→ **What the task requires**: Write out every record below exactly as it appears.

Data extracted from a collection
▼▼▼

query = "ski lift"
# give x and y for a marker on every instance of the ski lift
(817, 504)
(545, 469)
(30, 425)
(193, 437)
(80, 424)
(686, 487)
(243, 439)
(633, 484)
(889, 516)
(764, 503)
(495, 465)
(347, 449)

▲▲▲

→ **Written solution**:
query = "ski lift"
# give x and y for a marker on every instance of the ski lift
(817, 504)
(545, 469)
(30, 425)
(193, 437)
(80, 424)
(686, 487)
(243, 439)
(633, 484)
(889, 516)
(764, 503)
(495, 465)
(347, 449)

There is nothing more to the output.